GIVEN TEXT

============

Our school song came to us by way of ROCS dad and blog contributor Mark Fisher. According to Mark, "I woke up in the middle of the night and heard in my mind a melody carrying the words Red Oak Community School. I don't remember what dream preceded that but I know I had been thinking how glad I was that Raad was attending such a wonderful school where he could spend so much time playing and learning outside in all kinds of weather. Once the song started I couldn't stop so I went downstairs and finished it, plunking out the music on the piano as quietly as I could while the family slept." 

Here's what he came up with:

Mark planned to teach the song to the kids but major surgery got in his way. Upon hearing the song and Mark's plan, ROCS Director Cheryl Ryan suggested we teach it to the kids and send Mark a recording as a form of Get Well message. Having taught the kids a song last year, I volunteered to introduce it to them and Miss Maureen planned to practice it with them.

============

SUPPLIED ENTRIES
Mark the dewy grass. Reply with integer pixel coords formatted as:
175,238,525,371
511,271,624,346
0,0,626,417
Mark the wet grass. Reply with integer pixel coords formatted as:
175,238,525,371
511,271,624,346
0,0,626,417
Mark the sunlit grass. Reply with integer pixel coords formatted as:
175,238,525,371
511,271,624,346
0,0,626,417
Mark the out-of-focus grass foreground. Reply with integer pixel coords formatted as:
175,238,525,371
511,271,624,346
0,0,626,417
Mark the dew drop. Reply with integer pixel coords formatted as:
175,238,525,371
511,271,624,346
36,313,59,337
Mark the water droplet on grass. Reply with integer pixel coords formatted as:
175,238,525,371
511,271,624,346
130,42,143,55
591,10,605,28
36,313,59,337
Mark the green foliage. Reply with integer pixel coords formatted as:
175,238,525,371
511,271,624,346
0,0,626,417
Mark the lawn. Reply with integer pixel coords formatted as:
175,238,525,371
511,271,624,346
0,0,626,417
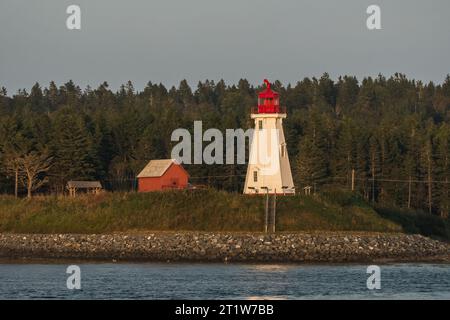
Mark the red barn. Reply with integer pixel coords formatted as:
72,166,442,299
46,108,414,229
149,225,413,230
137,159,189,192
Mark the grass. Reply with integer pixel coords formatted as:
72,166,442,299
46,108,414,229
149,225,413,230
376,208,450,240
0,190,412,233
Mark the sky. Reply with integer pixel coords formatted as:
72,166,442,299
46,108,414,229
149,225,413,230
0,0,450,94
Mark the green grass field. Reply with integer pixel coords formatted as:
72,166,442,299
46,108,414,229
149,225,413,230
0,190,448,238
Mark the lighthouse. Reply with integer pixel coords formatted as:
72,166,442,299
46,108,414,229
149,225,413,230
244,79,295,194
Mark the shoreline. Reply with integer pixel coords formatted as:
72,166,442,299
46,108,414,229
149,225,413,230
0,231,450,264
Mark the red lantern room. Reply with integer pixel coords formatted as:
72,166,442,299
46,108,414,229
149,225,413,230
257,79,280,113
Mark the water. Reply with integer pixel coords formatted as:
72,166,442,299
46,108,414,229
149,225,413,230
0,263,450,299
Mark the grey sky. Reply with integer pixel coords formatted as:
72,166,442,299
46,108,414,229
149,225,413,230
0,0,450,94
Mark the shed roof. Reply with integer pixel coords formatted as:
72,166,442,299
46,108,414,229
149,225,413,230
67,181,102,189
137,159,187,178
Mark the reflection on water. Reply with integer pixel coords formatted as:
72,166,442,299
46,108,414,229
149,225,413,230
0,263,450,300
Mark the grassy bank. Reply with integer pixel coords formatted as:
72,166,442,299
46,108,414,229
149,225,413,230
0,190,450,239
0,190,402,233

============

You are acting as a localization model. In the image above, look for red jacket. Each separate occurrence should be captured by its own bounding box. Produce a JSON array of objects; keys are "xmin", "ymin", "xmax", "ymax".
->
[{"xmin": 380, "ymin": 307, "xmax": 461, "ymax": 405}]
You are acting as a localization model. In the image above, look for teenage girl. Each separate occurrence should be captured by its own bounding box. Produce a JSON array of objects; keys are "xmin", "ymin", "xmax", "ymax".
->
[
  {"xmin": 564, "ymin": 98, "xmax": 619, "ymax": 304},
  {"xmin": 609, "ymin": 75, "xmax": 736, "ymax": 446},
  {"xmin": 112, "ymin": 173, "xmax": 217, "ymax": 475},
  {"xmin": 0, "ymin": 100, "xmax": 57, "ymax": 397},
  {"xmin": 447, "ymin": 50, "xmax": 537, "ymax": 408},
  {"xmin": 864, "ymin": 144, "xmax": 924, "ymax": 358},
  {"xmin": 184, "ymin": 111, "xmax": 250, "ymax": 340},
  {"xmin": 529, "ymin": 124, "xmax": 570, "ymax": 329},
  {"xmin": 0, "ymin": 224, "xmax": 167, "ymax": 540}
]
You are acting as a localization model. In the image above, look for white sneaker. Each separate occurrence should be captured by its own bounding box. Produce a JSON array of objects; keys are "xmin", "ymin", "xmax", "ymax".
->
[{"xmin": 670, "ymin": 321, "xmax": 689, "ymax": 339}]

============

PROBLEM TO SOLVE
In the text about the school song, what did ROCS Director Cheryl Ryan suggest after hearing the song and Mark's plan?

SOLUTION BELOW
She suggested teaching the song to the kids and sending Mark a recording as a form of Get Well message.